YOUR TASK => How many lines in the data hold the string "instance"? State the number alone.

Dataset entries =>
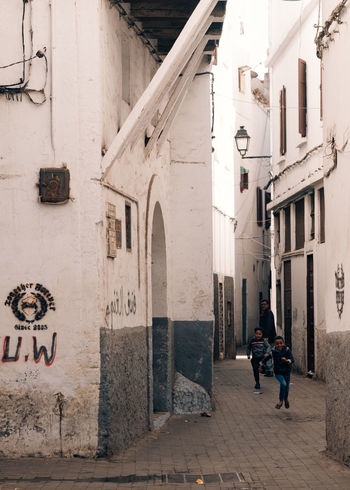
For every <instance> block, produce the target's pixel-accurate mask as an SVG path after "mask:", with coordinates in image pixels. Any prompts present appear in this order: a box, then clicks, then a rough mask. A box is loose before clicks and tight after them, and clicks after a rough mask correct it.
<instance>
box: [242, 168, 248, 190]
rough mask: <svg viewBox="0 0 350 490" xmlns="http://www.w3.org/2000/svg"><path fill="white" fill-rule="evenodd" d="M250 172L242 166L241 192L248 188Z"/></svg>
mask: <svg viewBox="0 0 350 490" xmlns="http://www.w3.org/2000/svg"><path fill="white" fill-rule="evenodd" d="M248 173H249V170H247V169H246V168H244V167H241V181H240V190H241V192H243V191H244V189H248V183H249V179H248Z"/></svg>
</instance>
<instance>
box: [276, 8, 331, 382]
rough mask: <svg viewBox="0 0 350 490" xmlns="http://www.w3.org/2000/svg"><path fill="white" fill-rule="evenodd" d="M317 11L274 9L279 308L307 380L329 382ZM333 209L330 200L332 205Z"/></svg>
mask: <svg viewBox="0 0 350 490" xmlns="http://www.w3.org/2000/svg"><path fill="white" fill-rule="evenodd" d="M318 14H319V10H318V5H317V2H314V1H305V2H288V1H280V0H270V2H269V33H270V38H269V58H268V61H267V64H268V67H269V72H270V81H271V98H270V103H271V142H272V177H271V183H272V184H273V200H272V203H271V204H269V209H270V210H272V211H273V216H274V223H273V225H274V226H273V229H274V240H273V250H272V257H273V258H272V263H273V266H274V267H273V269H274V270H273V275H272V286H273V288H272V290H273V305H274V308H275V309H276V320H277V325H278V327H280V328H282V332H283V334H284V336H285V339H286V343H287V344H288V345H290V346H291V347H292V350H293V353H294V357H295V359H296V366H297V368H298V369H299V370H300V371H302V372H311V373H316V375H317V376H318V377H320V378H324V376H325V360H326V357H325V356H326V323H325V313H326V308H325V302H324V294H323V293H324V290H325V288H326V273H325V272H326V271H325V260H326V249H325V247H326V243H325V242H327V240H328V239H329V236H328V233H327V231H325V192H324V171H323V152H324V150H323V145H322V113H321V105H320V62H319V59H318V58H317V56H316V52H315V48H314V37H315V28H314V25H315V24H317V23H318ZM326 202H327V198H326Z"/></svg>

ANSWER BOX => 4